-- EXERCISE MATERIALS --

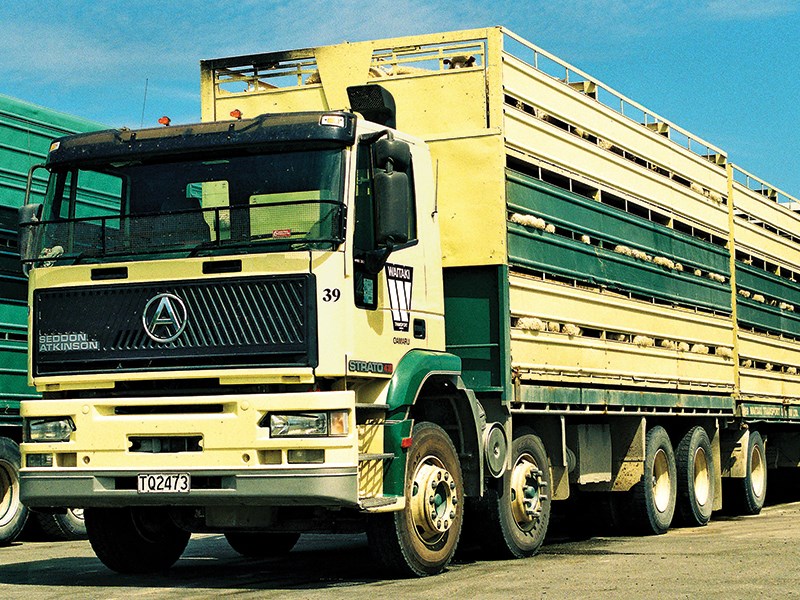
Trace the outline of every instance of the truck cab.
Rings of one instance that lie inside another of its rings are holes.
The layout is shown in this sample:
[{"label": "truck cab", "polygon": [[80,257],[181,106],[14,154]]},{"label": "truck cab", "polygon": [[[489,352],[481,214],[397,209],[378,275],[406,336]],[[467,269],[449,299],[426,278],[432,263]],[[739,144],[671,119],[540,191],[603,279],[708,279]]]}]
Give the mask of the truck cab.
[{"label": "truck cab", "polygon": [[101,547],[122,519],[247,552],[253,529],[318,527],[309,509],[405,506],[409,406],[459,383],[424,143],[312,111],[69,136],[44,168],[20,211],[44,396],[22,413],[28,505],[86,507]]}]

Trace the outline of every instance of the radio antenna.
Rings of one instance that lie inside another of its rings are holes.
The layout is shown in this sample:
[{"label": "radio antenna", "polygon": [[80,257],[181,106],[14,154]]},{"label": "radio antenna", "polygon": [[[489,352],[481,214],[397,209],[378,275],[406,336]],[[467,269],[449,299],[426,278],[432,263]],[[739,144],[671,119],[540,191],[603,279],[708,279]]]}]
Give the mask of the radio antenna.
[{"label": "radio antenna", "polygon": [[139,128],[141,129],[144,127],[144,108],[147,106],[147,82],[149,79],[147,77],[144,78],[144,99],[142,100],[142,120],[139,123]]}]

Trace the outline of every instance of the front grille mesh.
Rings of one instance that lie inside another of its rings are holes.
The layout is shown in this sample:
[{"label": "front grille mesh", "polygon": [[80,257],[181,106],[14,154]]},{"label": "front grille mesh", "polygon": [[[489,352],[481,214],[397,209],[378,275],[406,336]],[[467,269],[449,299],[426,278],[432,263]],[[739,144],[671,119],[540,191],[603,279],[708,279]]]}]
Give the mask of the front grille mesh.
[{"label": "front grille mesh", "polygon": [[[35,343],[36,372],[315,366],[312,288],[305,275],[41,290],[34,298],[37,342],[71,335],[88,347]],[[159,294],[186,307],[185,329],[173,341],[145,331],[145,306]]]}]

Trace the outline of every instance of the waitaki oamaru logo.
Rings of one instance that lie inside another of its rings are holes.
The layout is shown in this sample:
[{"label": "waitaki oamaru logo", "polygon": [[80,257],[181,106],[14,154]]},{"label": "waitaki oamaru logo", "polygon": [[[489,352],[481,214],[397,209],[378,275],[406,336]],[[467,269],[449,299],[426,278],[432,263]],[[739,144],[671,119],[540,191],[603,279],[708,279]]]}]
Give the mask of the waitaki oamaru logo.
[{"label": "waitaki oamaru logo", "polygon": [[386,265],[386,283],[389,288],[389,307],[392,309],[392,325],[395,331],[408,331],[411,320],[411,283],[414,278],[412,267]]},{"label": "waitaki oamaru logo", "polygon": [[186,304],[175,294],[158,294],[144,307],[142,324],[148,337],[161,344],[172,342],[186,329]]}]

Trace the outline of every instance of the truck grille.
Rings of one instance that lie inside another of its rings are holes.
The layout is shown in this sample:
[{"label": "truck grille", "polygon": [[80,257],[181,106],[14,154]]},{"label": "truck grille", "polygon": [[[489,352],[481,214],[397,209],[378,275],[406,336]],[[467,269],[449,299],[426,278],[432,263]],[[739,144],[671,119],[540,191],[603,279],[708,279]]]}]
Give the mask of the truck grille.
[{"label": "truck grille", "polygon": [[302,275],[37,291],[34,373],[313,367],[313,288]]}]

-- PROBLEM DESCRIPTION --
Repeat exactly the lines above, starting with the line that contains "Trace the outline of every instance of the waitaki" and ending with the last line, both included, and nothing else.

-- RIGHT ANSWER --
Trace the outline of every instance of the waitaki oamaru logo.
Rings of one instance that lie inside another of its rings are holes.
The layout is shown in this sample:
[{"label": "waitaki oamaru logo", "polygon": [[80,257],[181,106],[14,154]]},{"label": "waitaki oamaru logo", "polygon": [[[489,352],[481,214],[397,209],[378,275],[406,336]],[[467,269],[449,299],[426,278],[432,263]],[[739,144],[671,119],[540,191],[603,279],[708,279]]]}]
Give the mask of the waitaki oamaru logo.
[{"label": "waitaki oamaru logo", "polygon": [[386,265],[386,283],[389,288],[389,307],[392,309],[392,325],[395,331],[408,331],[411,320],[411,283],[414,278],[412,267]]},{"label": "waitaki oamaru logo", "polygon": [[186,304],[175,294],[158,294],[144,307],[142,324],[148,337],[161,344],[172,342],[186,329]]}]

Trace the outline of every instance of the truck grille.
Rings of one instance that lie inside another of its rings are holes.
The layout is shown in this sample:
[{"label": "truck grille", "polygon": [[80,257],[181,106],[14,154]]},{"label": "truck grille", "polygon": [[[489,352],[481,214],[397,209],[378,275],[406,336]],[[467,269],[449,299],[426,278],[432,263]],[[739,144],[671,119],[540,191],[603,279],[708,279]]]}]
Give the mask of the truck grille.
[{"label": "truck grille", "polygon": [[302,275],[37,291],[34,373],[313,367],[313,288]]}]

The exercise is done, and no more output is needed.